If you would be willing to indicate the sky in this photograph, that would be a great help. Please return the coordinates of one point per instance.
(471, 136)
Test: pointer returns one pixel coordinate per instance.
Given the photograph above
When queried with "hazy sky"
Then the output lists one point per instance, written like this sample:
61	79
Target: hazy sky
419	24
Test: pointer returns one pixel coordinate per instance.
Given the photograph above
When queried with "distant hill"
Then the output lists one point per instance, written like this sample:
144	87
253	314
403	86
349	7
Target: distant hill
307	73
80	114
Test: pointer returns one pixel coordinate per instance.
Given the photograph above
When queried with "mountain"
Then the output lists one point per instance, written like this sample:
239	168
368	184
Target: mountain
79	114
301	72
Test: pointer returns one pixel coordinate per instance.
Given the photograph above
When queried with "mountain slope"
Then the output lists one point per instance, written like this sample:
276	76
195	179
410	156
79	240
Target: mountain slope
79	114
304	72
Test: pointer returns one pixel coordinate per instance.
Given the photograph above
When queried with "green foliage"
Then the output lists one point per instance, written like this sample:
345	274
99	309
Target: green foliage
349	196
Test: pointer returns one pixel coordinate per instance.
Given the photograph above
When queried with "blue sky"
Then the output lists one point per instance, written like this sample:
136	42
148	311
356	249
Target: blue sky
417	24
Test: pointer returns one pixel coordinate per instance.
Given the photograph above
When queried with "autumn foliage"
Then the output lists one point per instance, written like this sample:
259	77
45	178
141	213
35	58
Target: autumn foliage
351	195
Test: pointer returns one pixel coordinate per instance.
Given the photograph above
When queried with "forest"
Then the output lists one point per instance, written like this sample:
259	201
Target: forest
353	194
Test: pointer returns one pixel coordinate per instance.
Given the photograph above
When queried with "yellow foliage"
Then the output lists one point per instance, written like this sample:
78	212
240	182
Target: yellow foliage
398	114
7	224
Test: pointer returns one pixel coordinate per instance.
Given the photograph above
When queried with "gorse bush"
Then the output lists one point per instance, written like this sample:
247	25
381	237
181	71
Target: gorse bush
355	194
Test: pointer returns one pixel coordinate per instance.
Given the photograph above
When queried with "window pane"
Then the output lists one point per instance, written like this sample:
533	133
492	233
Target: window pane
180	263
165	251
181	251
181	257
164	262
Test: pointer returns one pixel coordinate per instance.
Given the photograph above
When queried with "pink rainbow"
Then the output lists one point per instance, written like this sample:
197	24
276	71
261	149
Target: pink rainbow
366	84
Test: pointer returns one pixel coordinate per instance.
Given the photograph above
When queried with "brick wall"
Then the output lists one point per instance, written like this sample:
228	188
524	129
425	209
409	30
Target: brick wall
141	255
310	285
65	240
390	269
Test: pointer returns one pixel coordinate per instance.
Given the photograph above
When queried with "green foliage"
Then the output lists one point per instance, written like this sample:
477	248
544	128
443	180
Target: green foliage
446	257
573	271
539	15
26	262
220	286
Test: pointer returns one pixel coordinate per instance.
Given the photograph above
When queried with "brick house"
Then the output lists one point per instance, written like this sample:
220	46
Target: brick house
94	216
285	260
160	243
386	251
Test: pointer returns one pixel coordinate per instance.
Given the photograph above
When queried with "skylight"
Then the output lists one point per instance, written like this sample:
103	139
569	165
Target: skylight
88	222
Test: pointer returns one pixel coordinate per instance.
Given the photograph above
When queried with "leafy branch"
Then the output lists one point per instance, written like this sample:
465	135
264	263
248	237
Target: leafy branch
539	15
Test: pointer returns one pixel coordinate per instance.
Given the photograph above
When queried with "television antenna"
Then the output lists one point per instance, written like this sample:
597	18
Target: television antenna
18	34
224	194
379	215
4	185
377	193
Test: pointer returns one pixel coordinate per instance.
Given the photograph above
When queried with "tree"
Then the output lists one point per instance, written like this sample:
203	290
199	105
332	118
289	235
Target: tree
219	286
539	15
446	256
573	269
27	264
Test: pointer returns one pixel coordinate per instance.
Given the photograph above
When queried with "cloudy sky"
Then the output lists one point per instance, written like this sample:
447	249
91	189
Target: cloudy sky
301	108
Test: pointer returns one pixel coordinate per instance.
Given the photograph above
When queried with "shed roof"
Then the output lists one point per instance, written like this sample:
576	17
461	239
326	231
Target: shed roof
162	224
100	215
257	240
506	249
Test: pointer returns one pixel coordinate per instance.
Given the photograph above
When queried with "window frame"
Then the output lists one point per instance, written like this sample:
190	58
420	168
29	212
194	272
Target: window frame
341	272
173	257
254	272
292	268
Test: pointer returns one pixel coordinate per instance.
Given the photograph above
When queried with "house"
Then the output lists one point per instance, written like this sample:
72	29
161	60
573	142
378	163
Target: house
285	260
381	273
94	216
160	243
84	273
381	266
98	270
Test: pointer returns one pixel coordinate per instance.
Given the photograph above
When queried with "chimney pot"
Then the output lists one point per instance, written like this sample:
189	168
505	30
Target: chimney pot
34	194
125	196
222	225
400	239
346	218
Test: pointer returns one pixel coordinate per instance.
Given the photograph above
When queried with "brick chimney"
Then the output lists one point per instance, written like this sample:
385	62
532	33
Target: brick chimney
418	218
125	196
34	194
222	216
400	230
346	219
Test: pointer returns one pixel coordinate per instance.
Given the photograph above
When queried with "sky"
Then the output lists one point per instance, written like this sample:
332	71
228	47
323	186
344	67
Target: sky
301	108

* _The task_:
All entries must be given again exactly.

* _Reply_:
If you would be willing to indicate the sky in this photograph, that would be a great help. Please return the coordinates of one point per instance.
(471, 136)
Test: pointer returns one pixel coordinate per instance.
Given the photograph above
When queried with "hazy sky"
Then the output lists one point per instance, written like this sample:
61	79
Target: hazy sky
419	24
Test: pointer returns one pixel coordinate per instance.
Given the photograph above
When queried with "distant hill"
Then the output lists one point per instance, written like this sample:
144	87
253	314
403	86
349	7
Target: distant hill
307	73
80	114
Test: pointer returns one pixel coordinate per instance.
Given the photograph above
When queried with "mountain"
Then the output lists one point per instance, written like this sample:
239	168
368	184
Target: mountain
79	114
301	72
Test: pointer returns one pixel coordinate per instance.
Given the photograph above
When queried with "mountain slope"
Then the output lists one point per instance, written like this sample:
276	76
195	179
410	156
79	240
Target: mountain slope
79	114
304	72
Test: pointer returns one pixel coordinate per instance.
Given the photograph above
When queried with "green foliage"
Then the output lists one point per instance, written like this sample:
345	274
99	309
Target: green foliage
349	196
Test: pointer returns one pixel coordinate per instance.
Given the photograph above
When queried with "blue sky"
Then the output lists one point per instance, written like this sample:
136	42
148	311
356	249
Target: blue sky
417	24
Test: pointer returns one pixel coordinate per instance.
Given the photograph above
When queried with "autumn foliage"
Then the output lists one point per instance, written like this sample:
259	77
45	178
141	213
35	58
Target: autumn foliage
351	195
Test: pointer returns one pixel coordinate per instance.
Given the photograph above
When queried with "forest"
Then the output lists one point per instance, written like this sample:
259	201
Target: forest
353	194
Test: pointer returns one pixel coordinate per instance.
Given the photograph above
When queried with "yellow foliage"
Then the output lists one point per instance, written like this sample:
78	212
240	182
Target: yellow foliage
398	114
7	224
Test: pointer returns one pixel coordinate per instance.
Given the photograph above
When queried with "gorse bush"
Then the output lists one point per instance, written like this sample:
247	25
381	237
181	71
Target: gorse bush
355	194
Test: pointer returns one pixel coordinate per instance.
Given the photograph above
When queried with "window pane"
Then the output lists one point per instance, written like this sample:
533	133
492	233
Target: window pane
180	263
165	251
181	251
181	257
164	262
Test: pointer returns one pixel coordinate per instance.
Given the photograph above
When queried with "pink rainbow"
Then the output lists one point per instance, written like this sample:
197	24
276	71
261	149
Target: pink rainbow
366	84
Test: pointer returns one pixel coordinate per instance.
Given the photograph above
When queried with "brick wall"
Then the output lists one point per instance, written like this sample:
228	188
524	129
425	209
409	30
Target: brick wall
141	255
310	285
65	240
390	269
Test: pointer returns one pixel coordinate per instance.
Given the photograph above
When queried with "green foliage"
Then the output lists one point per instance, written like this sample:
477	248
544	128
443	180
Target: green foliage
446	257
573	271
539	15
26	262
220	286
Test: pointer returns one pixel coordinate per instance.
Given the photograph above
When queried with "brick house"
Then the output lists one point per instance, written like this sample:
220	46
Target: brick house
94	216
285	260
160	243
386	251
Test: pointer returns one pixel coordinate per instance.
Given the photograph above
When queried with "skylight"
Then the output lists one point per instance, written like this sample:
103	139
569	165
Target: skylight
88	222
Test: pointer returns one pixel coordinate per instance.
Given the photograph above
When queried with "leafy branch"
Then the output lists one point per instance, written like this sample:
465	135
264	263
248	237
Target: leafy branch
539	15
Test: pointer returns one pixel coordinate per instance.
Given the photograph above
When queried with "television antenna"
Then the output lists one point per instance, written like this sample:
597	18
Target: television antenna
18	34
224	194
379	215
4	185
377	193
Test: pointer returns one pixel coordinate per instance.
Given the photograph above
When queried with "tree"
Then the output lists one point per instance, written like this sample:
203	290
199	105
332	118
289	235
Target: tree
219	286
539	15
446	256
573	269
27	264
Test: pointer returns one pixel coordinate per instance.
Given the photograph above
When queried with "cloudy sky"
Then the output lists one point per instance, written like this sample:
447	249
91	189
Target: cloudy sky
301	108
Test: pointer returns one pixel coordinate per instance.
Given the photograph above
When queried with "shed roof"
Then the output lists one point per instance, written like this sample:
576	17
461	239
326	231
Target: shed roof
162	224
100	215
257	240
506	249
Test: pointer returns one pixel coordinate per instance.
Given the photograph above
When queried with "window frame"
Then the output lists one point per instance, written like this sample:
190	58
420	168
29	212
194	272
Target: window frame
341	272
173	257
254	272
292	268
Test: pointer returns one pixel coordinate per instance.
Given the photograph above
When queried with "house"
Then the output lists one point per instance, written like this sample:
72	29
161	60
573	142
378	163
Target: house
285	260
381	273
94	216
160	243
84	273
381	266
98	270
Test: pointer returns one pixel coordinate per instance.
Given the photograph above
When queried with "chimney pot"
Then the output lists one point per instance, written like this sample:
189	168
505	30
Target: chimney pot
34	194
125	196
222	225
400	239
346	218
Test: pointer returns one pixel coordinate per instance.
Given the photograph above
When queried with "brick chimney"
Then the output lists one point per instance, written like this sample:
385	62
532	33
Target: brick chimney
418	218
125	196
34	194
222	216
400	230
346	219
Test: pointer returns one pixel coordinate per instance.
Given the photograph above
When queried with "sky"
Then the output lists one point per instance, written like this sample:
332	71
228	47
323	186
344	67
Target: sky
301	108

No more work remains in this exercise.